WASHINGTON — The Army is moving to better position its 1st Space Brigade to support combatant commands during multidomain operations, its commander told Defense News in an Oct. 4 interview.

“We’ve seen the operational environment changing with our near-peer adversaries,” Col. Donald Brooks said, “and as we look at how do we prepare for the future, [the] large-scale combat operations fight, the Army has evolved or is beginning to evolve to maintain relevancy.

“[P]art of that is: How do we also evolve the space operations field to support the Army and the greater military force within multidomain operations?”

To adapt, the 1st Space Brigade is taking its six-person Army space support teams, or ARSSTs, and creating four-person space control planning teams, or SCPTs, Brooks said.

Space support teams “provide subject matter expertise on space support operations along with space-related capabilities, but focus on making war fighters more effective and efficient in their ability to shoot, move and communicate,” Brooks said. They integrate directly into a division or corps Army staff, he added.

Data provided

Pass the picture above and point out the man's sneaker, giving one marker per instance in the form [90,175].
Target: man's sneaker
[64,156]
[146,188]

Instruction
Continue the Army space brigade article from its last sentence, in the same news style.

Answer to this task
In contrast, space control planning teams focus on “planning and integrating the full breadth of offensive and defensive space-control capabilities into schemes of operations, fires and maneuver for Army joint and coalition forces,” Brooks said.

He said space control capabilities are increasingly important because “they provide the joint force the ability to outmaneuver threat forces and provide options for commanders to fight at times and places of their choosing, creating multiple dilemmas for our adversaries.”

While the Army is transitioning the active battalion’s three Army space support teams into SCPTs, the brigade also has Reserve and National Guard battalions, and their ARSSTs will remain. The brigade activated the new teams at the beginning of this month.

The new space control planning teams “brings to bear not only the Army’s space-control capabilities, but the Navy, the Marines and the Space Force’s capabilities as well, so they’re truly a joint team,” Brooks said.

An SCPT, for example, might participate in a joint targeting process through which a commander wants to generate non-kinetic or nonlethal effects against an adversary, like harming a communications capability, Brooks said. The team would review available intelligence and identify the signals to target, as well as how to deny, disrupt or degrade adversaries’ communications.

With the SCPTs activated, the brigade is now eyeing training and certification programs and reviewing how it can get the right people into the organization, Brooks said.

Meanwhile, the Army is continuing to transfer its relatively new satellite operations brigade to the U.S. Space Force.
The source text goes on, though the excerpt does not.